# Provided information
* Start *
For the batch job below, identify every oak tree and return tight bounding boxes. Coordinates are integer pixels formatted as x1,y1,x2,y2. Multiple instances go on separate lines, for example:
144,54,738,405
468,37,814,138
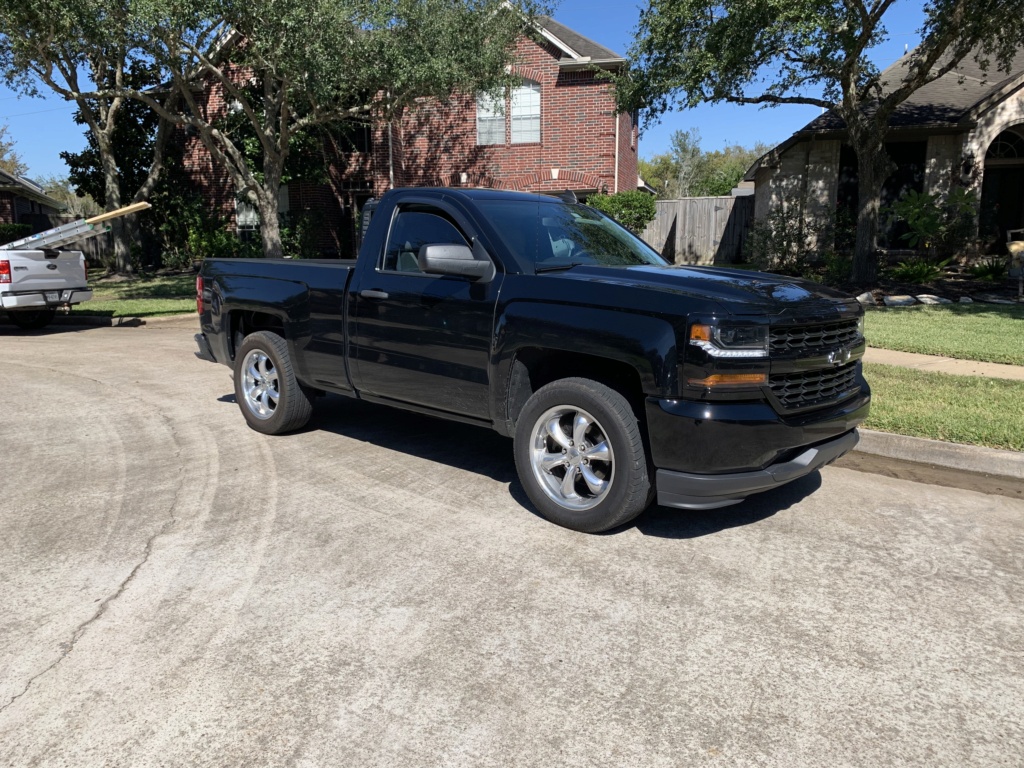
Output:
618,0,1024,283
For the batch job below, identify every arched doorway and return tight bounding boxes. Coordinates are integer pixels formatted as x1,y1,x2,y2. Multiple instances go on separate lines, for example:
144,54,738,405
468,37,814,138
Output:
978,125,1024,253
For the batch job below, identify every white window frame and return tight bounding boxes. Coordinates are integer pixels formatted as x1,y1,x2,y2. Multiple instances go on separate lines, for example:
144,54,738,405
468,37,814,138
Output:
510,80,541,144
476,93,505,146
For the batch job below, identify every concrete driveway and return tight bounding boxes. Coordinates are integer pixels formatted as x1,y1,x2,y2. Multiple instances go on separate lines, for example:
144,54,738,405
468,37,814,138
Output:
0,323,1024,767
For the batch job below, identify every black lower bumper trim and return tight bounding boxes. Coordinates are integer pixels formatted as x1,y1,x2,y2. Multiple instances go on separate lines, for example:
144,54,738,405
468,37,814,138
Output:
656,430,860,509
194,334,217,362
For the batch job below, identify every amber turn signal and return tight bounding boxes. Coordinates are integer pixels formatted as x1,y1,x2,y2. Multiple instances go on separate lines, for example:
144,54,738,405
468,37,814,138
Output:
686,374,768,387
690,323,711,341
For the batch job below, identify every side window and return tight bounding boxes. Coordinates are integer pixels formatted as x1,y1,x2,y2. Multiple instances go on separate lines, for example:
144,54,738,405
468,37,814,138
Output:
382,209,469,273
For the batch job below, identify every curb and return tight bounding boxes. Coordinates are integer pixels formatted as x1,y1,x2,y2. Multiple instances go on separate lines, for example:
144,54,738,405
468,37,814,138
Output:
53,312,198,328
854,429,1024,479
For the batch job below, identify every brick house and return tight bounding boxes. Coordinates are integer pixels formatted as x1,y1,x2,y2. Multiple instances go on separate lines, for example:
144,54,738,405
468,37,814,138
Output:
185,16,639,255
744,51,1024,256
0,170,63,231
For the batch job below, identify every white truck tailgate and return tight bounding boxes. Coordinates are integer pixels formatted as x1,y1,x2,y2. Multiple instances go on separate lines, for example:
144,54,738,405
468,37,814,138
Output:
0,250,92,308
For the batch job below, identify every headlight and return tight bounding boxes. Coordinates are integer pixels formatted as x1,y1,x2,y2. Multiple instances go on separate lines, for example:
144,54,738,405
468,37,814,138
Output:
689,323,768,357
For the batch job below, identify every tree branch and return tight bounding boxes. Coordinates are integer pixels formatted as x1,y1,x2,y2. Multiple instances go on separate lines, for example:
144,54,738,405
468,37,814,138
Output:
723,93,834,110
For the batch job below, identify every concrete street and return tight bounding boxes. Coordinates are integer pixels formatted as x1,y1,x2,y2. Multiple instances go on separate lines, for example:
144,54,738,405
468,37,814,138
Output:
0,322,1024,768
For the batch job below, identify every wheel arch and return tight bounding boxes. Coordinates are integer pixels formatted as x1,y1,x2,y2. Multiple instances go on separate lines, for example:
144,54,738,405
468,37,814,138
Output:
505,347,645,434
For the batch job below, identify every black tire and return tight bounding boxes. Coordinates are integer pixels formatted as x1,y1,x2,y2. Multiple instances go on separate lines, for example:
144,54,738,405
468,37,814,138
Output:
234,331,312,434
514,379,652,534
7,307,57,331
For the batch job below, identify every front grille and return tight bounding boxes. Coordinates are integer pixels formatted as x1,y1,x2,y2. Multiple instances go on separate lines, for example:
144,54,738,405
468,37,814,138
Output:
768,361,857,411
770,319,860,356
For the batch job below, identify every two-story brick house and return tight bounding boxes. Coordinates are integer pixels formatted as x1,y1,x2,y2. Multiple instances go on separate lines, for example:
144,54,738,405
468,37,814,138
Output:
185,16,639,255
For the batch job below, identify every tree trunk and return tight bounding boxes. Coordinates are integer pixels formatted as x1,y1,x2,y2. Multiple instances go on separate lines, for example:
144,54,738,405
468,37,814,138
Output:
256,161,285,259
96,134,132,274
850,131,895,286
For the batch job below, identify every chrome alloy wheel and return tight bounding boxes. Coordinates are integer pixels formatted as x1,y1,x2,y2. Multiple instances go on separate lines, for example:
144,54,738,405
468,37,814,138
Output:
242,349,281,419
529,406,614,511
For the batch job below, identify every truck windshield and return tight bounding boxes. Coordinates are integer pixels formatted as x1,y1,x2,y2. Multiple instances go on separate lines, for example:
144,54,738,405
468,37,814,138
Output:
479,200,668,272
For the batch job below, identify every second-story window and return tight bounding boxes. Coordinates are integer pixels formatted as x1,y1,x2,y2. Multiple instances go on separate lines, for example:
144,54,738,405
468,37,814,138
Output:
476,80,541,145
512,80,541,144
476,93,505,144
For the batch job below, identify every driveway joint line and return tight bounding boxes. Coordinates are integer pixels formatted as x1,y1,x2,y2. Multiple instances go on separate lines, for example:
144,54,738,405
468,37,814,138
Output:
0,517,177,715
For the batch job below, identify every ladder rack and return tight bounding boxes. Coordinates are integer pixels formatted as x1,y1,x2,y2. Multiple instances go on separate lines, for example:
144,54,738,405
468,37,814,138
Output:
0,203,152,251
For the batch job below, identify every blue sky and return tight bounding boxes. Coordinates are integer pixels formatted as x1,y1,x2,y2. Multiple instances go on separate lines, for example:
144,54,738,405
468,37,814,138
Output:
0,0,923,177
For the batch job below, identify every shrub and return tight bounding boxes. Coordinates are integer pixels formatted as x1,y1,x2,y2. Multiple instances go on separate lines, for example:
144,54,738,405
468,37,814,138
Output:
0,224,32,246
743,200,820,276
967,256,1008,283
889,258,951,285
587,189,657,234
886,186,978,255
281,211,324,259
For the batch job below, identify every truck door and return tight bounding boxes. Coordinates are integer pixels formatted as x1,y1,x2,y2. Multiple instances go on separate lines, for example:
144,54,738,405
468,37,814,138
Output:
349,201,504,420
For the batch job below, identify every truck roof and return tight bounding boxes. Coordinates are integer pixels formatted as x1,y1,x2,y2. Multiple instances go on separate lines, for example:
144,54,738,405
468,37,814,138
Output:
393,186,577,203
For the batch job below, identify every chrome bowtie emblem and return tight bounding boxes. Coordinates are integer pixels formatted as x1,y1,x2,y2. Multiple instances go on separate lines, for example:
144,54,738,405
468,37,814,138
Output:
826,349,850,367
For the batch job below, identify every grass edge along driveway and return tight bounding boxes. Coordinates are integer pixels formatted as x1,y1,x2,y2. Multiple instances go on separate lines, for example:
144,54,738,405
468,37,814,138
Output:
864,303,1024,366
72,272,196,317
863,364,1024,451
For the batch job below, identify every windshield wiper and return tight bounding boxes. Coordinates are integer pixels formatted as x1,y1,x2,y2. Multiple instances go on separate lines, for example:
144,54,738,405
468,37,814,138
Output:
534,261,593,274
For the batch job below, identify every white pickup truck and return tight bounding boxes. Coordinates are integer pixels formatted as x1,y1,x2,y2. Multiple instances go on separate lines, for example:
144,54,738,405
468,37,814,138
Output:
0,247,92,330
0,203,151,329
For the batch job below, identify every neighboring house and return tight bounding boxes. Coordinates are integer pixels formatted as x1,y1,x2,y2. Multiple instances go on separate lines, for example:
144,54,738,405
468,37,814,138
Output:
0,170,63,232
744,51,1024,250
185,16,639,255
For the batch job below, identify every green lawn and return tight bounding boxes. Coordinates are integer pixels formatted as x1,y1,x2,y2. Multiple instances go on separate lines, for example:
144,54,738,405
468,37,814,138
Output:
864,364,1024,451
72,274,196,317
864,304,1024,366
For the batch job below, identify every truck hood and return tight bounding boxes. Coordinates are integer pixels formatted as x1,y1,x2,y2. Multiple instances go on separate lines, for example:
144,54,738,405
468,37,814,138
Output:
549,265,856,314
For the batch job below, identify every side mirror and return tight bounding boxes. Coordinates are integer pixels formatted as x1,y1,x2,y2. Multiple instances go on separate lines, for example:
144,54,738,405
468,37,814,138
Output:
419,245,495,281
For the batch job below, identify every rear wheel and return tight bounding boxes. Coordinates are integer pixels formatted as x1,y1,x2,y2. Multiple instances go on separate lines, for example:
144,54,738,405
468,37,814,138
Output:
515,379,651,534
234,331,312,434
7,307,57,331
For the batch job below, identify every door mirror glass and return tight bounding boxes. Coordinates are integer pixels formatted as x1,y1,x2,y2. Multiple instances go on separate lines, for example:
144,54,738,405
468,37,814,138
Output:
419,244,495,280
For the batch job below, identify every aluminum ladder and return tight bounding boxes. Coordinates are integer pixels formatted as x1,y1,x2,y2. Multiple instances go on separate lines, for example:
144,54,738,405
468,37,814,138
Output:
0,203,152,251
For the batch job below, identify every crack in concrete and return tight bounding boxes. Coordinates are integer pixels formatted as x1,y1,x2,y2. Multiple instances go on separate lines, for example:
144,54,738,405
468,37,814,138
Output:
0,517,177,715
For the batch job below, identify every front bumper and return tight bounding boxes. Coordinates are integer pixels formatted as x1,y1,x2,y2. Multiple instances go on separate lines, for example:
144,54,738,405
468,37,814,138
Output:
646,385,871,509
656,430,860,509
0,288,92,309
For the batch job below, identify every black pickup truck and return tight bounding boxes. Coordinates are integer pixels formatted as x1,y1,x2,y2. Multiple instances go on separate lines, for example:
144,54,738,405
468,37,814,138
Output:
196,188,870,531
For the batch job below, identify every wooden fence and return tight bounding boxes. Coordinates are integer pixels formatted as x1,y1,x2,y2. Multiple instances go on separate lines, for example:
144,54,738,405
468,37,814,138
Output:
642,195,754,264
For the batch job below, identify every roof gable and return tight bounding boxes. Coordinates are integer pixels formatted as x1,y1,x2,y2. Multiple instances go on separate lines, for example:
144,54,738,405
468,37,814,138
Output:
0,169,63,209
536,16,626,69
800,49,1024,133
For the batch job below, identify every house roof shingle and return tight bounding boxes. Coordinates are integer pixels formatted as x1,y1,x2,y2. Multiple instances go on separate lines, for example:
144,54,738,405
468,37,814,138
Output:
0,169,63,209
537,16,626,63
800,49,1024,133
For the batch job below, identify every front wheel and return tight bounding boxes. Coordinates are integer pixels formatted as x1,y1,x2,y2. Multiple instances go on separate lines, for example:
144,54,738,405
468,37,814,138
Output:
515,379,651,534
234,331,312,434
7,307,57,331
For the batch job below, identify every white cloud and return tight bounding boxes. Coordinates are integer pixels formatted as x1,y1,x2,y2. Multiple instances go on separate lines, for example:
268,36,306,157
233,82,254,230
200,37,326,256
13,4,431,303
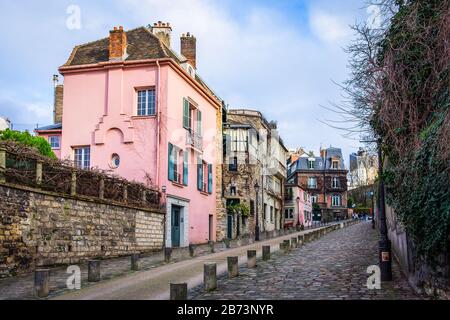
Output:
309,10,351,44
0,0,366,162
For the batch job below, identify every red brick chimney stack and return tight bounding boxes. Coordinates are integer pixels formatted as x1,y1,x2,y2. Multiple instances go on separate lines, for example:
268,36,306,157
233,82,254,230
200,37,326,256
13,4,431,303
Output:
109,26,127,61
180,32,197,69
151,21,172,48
* End *
# What is expected
Format the lines of the records above, from the line containing "For the batch job below, identify every crack" to the line containing "0,0,366,162" (both included), as a JSON list of strings with one string per line, omitting blank lines and any pictures.

# Task answer
[
  "For the batch job below, identify every crack in concrete and return tight bounding boxes. Coordinates are integer pixels formatted as x1,y1,x2,y2. Multiple instances go on separate lines, for example:",
  "144,54,738,405",
  "468,37,814,138",
  "Output:",
  "0,517,177,715",
  "For the batch job below, identify every front bumper and return tight bounding boxes. Coordinates are integer pixels formatted as x1,y1,x2,y2. Multiple instances go on separate lines, for example:",
  "144,54,738,405",
  "468,37,814,138",
  "Output:",
  "646,385,871,509",
  "656,430,860,509",
  "0,288,92,309",
  "For the batch job below, identify every black pickup truck and return tight bounding boxes. Coordinates are integer pixels formatted as x1,y1,x2,y2. Multiple instances go on separate lines, for example:",
  "144,54,738,405",
  "468,37,814,138",
  "Output:",
  "196,188,870,531",
  "For the batch job below, identify every wooden fence and return tight bounding boxes. Coordinates are integer pixels formatted as x1,y1,x2,y2. Multiple instances go on separate lines, for example:",
  "144,54,738,405",
  "468,37,814,138",
  "Output:",
  "642,195,754,264",
  "For the batch job below, identify every roof gable and return tight bounding boxes. Coordinates are integer pixels formatted as x1,y1,x2,y2. Multiple instances go on separate lines, for example:",
  "144,54,738,405",
  "468,37,814,138",
  "Output:",
  "0,169,63,209",
  "536,16,626,69",
  "800,49,1024,133",
  "For the batch job below, identify every house roof shingle and return tight bounding boxes. Coordinates are integer pixels formatted as x1,y1,x2,y2. Multiple instances go on separate lines, for example:",
  "144,54,738,405",
  "468,37,814,138",
  "Output:",
  "0,169,63,209",
  "537,16,626,63",
  "800,49,1024,133",
  "For the batch job below, identify every front wheel and return tight bounding boxes. Coordinates are integer pixels formatted as x1,y1,x2,y2. Multiple instances go on separate lines, for example:",
  "144,54,738,405",
  "468,37,814,138",
  "Output:",
  "515,379,651,534",
  "234,331,312,434",
  "7,307,57,331",
  "For the batch job below, identify every white cloud and return tight bounding boxes. Coordinates are integer pixels formatted as x1,y1,x2,y2. Multiple instances go on separate lines, for example:",
  "268,36,306,157",
  "233,82,254,230",
  "200,37,326,256",
  "13,4,431,303",
  "Output:",
  "309,10,351,44",
  "0,0,366,162"
]